_Document segment_.
In our March/April 2011 issue, writer Amy Zavatto explores Virginia’s storied wine landscape, but as Virginia continues to make a name for itself, other states throughout the South are cultivating wine grapes with just as much gusto. From the sandy loam of the Arkansas River Valley to the mineral-rich soil of the Blue Ridge Mountains, here’s a peek at some of what’s happening with wine throughout the region.
Arkansas’s viticultural roots date back to the 1880s, when Europeans settlers, who were lured by railway work, set about planting grapevines in the Arkansas River Valley. Today, the Natural State is home to three AVAs (American Viticultural Areas) and a handful of wineries that produce everything from Chardonnay and Cabernet to Cythiana, a hybrid grape that grows with abandon throughout the region.
Where to Visit:
Chateau Aux Arc
Pronounced “Ozark,” Chateau Aux Arc is among Arkansas’s newest wineries, but with some of the oldest vineyards—in 1998 owner Audrey House purchased land that included part of the state’s first Chardonnay plantings. Since then she’s added to her holdings, bringing the estate’s total up to 50 acres of Chardonnay, Cabernet Sauvignon, Zinfandel, Cynthiana and Müller Thurgau among other varietals. The 5,000-square-foot French chateau-inspired tasting room and outdoor picnic tables provide a stunning backdrop for wine tasting.
8045 Champagne Dr., Altus, AR; 479-468-4400; chateauauxarc.com
Cowie Wine Cellars
In a Paris of a different sort, Robery Cowie started his winemaking career in 1955. Today Cowie Wine Cellars crafts a number of Cynthiana, muscadine and fruit wines, while playing host to a two-room bed and breakfast, the Arkansas Historic Wine Museum and an annual amateur winemaking competition.

_Given problem_.
Answer these questions about the Southern wine text above.
(a) In what decade did Arkansas's viticultural roots begin?
(b) In what year did Audrey House purchase the land for Chateau Aux Arc?
(c) How large is the tasting room at Chateau Aux Arc?

_Information shown_.

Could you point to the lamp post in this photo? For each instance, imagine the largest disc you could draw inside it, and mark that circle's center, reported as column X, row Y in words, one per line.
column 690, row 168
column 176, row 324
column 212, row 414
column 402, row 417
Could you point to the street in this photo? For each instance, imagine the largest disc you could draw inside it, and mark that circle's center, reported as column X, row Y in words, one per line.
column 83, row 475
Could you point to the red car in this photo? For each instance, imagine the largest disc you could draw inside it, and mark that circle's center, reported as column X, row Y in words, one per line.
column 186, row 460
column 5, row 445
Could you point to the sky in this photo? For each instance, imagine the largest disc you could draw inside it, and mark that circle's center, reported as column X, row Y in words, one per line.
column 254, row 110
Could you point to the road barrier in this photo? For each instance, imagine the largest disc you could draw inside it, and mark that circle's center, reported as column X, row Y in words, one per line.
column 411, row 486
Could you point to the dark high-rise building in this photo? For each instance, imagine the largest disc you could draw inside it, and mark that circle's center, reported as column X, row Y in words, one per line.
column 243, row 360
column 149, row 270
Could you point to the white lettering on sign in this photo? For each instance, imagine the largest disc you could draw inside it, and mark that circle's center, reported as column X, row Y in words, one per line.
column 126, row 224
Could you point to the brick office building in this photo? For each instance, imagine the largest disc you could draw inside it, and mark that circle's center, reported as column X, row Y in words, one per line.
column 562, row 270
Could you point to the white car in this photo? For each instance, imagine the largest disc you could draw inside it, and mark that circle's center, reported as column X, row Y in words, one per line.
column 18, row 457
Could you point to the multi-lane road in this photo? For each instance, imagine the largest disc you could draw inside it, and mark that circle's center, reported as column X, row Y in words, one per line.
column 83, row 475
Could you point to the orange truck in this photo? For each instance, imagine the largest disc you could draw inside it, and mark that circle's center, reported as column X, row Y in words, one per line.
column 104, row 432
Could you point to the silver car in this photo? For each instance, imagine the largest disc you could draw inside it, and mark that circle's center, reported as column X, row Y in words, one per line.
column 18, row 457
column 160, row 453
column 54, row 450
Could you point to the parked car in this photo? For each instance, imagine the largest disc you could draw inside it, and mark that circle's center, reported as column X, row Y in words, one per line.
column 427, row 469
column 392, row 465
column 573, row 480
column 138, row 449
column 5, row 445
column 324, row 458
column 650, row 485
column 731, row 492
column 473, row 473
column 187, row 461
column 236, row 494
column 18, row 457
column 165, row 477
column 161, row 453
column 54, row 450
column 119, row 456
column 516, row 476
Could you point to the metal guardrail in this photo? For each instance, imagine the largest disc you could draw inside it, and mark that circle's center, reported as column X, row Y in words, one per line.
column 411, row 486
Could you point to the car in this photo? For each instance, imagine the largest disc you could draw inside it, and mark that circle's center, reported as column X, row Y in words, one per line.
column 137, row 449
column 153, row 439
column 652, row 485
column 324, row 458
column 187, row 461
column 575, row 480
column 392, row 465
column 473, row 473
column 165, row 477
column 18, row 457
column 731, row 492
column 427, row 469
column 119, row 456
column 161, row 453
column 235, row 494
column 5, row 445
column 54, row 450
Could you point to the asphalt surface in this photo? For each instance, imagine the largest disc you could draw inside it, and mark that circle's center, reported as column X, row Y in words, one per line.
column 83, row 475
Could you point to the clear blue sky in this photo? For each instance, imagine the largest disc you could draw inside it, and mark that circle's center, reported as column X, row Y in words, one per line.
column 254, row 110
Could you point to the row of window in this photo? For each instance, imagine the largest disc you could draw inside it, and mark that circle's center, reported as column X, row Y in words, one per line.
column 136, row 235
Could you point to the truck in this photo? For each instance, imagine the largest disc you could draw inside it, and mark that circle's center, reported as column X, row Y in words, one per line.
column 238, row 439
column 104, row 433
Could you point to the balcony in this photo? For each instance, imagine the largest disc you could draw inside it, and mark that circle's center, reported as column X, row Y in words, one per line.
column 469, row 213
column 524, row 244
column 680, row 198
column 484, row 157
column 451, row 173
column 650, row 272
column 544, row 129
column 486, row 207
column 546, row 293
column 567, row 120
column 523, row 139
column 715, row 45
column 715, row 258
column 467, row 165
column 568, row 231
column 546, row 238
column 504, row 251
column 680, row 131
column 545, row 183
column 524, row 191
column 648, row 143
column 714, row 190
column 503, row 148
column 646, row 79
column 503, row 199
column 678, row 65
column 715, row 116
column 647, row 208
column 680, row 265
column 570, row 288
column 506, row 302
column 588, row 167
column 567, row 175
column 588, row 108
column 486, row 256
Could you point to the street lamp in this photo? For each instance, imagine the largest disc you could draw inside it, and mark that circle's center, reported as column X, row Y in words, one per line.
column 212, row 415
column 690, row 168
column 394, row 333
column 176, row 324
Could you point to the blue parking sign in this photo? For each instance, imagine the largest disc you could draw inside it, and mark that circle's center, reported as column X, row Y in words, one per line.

_Response to this exercise_.
(a) The 1880s
(b) 1998
(c) 5,000 square feet